RAFT and CTDB

Thu Nov 20 16:41:20 MST 2014

On Thu, 20 Nov 2014 15:24:39 -0800, Richard Sharpe
<realrichardsharpe at gmail.com> wrote:

> Hmmm, so the essential abstraction here is that any node that is no
> longer a member of the cluster (because it can't get a lock on that
> file) cannot try to run recovery. Ie, in ctdb_recovery_lock we try to
> open the recovery lock file and then take out a lock on it.
> 
> The first should/will fail if we are no longer a member of the cluster
> and the second will fail if the cluster properly supports fcntl locks
> but another recovery daemon has already locked the file ...

No, only the recovery master can hold the recovery lock.  Other nodes
would not be able to take the lock but they are still cluster members.

Cluster membership is defined by being connected to the node that is
currently the recovery master.  That is, nodes that the recovery master
knows about (i.e. connected) and are active (i.e. not stopped or
banned) will take part in recovery.

==*==

WRITTEN PROBLEM 1:
In the CTDB recovery lock discussion, which node is the only one allowed to hold the recovery lock?
WRITTEN PROBLEM 2:
Pick up the CTDB recovery lock discussion after its final sentence and carry it forward.
The data from here on comes from a separate source.

==*==

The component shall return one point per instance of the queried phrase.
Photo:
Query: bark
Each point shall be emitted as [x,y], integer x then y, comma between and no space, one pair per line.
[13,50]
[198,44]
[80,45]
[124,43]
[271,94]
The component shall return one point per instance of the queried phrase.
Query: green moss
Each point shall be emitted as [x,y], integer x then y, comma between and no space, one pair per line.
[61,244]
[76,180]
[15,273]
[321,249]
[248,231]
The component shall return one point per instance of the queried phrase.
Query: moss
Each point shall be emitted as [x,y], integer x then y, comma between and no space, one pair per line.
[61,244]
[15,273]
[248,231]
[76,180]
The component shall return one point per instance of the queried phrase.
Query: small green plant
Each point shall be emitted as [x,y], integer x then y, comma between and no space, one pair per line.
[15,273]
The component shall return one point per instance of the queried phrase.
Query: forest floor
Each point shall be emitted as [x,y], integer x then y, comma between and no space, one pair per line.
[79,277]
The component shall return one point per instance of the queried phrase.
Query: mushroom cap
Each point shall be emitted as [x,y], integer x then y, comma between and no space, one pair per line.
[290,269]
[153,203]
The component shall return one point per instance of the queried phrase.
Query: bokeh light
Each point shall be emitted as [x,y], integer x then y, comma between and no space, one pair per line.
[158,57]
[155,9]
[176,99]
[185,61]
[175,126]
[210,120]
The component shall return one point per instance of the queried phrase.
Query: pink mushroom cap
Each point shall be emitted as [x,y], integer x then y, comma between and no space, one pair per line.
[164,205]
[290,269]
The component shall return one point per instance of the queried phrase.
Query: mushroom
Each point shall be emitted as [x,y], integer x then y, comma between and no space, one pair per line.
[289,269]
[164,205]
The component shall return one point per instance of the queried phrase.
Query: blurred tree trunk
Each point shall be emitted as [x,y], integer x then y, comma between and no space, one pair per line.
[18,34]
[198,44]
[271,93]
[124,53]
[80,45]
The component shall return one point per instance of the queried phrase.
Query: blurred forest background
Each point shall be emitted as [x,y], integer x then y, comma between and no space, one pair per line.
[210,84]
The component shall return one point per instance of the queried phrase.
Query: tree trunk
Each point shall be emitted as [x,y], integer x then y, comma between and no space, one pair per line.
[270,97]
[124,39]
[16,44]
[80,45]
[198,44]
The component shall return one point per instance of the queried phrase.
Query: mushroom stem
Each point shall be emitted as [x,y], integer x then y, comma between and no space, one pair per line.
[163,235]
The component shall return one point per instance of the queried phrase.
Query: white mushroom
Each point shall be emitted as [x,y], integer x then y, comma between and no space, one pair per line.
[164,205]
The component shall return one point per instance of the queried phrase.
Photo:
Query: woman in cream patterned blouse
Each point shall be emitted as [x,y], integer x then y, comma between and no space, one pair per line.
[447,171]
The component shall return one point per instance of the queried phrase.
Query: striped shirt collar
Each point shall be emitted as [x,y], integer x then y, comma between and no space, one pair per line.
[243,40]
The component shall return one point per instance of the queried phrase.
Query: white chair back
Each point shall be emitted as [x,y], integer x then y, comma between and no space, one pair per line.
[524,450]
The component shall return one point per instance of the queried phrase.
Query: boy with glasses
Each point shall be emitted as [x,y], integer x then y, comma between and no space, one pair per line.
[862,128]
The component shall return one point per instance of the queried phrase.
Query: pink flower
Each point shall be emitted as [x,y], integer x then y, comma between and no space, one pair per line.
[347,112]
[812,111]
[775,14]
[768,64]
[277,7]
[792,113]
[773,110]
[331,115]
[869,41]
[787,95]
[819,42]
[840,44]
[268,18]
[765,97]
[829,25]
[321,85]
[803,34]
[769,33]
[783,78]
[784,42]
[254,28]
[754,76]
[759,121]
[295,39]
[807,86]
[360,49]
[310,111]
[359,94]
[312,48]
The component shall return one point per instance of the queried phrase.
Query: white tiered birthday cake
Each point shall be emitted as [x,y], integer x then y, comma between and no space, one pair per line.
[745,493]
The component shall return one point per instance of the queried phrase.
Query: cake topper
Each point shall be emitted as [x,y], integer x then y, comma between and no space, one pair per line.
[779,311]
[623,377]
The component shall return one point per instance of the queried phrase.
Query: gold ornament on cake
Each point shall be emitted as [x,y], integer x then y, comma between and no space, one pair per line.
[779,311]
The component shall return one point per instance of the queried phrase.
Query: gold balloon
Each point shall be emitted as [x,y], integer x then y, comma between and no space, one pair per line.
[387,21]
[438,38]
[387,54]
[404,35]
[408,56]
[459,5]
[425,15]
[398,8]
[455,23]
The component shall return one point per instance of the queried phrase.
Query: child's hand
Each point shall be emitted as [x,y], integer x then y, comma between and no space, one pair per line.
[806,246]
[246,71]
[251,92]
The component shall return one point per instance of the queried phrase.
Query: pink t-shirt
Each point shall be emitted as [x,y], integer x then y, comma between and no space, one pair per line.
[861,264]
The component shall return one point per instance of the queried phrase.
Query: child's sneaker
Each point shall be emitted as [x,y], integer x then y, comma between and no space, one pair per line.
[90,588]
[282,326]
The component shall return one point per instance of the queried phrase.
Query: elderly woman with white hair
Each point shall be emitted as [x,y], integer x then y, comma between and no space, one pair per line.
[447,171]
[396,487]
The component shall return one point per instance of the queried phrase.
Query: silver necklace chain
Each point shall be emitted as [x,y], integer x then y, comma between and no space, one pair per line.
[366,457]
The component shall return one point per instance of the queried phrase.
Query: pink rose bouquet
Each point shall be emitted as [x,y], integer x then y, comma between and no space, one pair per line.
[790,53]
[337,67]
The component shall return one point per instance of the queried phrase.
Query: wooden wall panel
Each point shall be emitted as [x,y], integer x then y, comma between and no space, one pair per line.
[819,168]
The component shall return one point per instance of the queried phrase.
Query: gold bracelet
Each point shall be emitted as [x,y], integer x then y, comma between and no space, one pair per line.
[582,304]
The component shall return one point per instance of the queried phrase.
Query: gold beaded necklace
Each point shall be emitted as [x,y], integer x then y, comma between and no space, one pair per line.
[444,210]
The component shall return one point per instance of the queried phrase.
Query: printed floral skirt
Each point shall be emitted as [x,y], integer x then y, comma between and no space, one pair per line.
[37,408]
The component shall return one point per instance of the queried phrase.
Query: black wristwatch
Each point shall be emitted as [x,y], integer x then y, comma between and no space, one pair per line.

==*==

EXERCISE RESULT 1:
Only the recovery master can hold the recovery lock.

EXERCISE RESULT 2:
If a node becomes disconnected then it will try to become the recovery
master of its own cluster.  If it can take the recovery lock then it is
allowed to do that.

So the recovery lock simply helps to stop a split brain where there are
multiple independent clusters operating independently.  Each would have
a different cluster database so would have inconsistent ideas of, for
example, locking.tdb... and this can obviously lead to file data
corruption.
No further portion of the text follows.